#### Exercise requirements
**A)** Summarize the post about the June 2019 issue of Currents in Biblical Research in two sentences.
**B)** In the post about the June 2019 issue of Currents in Biblical Research, list every border-crossing character or character with a hybrid identity named as a key subject for theological reflection.

#### Selected passage
┌────────

Thursday 30 May 2019

Currents in Biblical Research 17, 3 (June 2019)


The latest Currents in Biblical Research recently arrived, with titles and abstracts of the main articles as below.

Chloe Sun
Recent Research on Asian and Asian American Hermeneutics Related to the Hebrew Bible
Compared to Eurocentric biblical interpretations, Asian and Asian American hermeneutics is a relatively late phenomenon. Yet in the past three decades it has gradually emerged as one of the critical interpretations in contemporary scholarship. The common themes shared among Asian and Asian American hermeneutics revolve around the issues and intersections of identity, race, gender, class, liberation, and how one’s social location shapes the ways in which one interprets scripture. As regards Asian and Asian American hermeneutics related to the Hebrew Bible, the book of Exodus has received particularly broad attention due to its migration and liberation motifs. In addition, border-crossing characters and characters with hybrid identities, such as Moses, Ruth, Hagar, Daniel, and Esther, become key subjects for theological reflection. Methodologies are centered on ethnographical, feminist, postcolonial, intercontextual, and culturally specific perspectives such as Dalit and Minjung theologies, as well as LGBTQ readings. As Asian and Asian American hermeneutics related to the Hebrew Bible continues to flourish, the future of this particular way of reading scripture will likely include intersectional and integrational approaches and reception history, and will contribute to the broad interpretive spectrums of the twenty-first century.

└────────

#### Source data
┌────────

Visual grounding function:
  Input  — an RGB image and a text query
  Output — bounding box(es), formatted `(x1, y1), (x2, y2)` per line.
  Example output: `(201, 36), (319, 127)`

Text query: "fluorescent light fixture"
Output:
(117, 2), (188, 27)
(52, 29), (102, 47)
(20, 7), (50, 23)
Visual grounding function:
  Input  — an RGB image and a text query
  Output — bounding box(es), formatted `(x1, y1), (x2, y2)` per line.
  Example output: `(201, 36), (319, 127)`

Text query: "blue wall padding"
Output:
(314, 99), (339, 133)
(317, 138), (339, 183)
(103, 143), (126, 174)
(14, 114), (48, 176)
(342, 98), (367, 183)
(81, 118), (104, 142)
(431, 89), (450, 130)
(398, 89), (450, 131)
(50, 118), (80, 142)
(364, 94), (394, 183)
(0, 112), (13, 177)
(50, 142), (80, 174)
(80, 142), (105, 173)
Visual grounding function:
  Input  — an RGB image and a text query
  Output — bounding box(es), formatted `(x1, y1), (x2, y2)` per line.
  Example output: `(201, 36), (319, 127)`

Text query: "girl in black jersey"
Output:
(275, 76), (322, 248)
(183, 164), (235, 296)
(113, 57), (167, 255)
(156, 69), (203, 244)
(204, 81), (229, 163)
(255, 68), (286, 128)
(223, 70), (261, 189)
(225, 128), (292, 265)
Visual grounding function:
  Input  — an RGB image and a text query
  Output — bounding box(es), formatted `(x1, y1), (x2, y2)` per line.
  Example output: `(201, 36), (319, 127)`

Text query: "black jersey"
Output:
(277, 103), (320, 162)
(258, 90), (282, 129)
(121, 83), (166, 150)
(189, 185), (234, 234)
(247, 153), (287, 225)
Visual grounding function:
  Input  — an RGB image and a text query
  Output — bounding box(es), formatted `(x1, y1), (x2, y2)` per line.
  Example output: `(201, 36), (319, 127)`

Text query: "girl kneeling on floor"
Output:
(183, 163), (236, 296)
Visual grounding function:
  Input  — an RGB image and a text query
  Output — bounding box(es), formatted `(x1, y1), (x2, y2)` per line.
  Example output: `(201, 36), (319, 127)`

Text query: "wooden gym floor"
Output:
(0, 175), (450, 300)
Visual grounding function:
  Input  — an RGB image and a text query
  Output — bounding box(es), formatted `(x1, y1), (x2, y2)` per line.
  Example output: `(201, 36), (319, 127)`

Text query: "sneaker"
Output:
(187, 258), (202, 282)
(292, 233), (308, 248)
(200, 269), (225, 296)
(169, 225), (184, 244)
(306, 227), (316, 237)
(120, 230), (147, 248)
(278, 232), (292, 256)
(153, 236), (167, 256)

└────────

#### Your written answers
**A)** The June 2019 issue of Currents in Biblical Research includes an article by Chloe Sun reviewing recent research on Asian and Asian American hermeneutics related to the Hebrew Bible, a field that has emerged over the past three decades as one of the critical interpretations in contemporary scholarship. Its common themes are identity, race, gender, class, liberation and social location, with particular attention to the book of Exodus and to border-crossing characters.

**B)** Moses, Ruth, Hagar, Daniel, Esther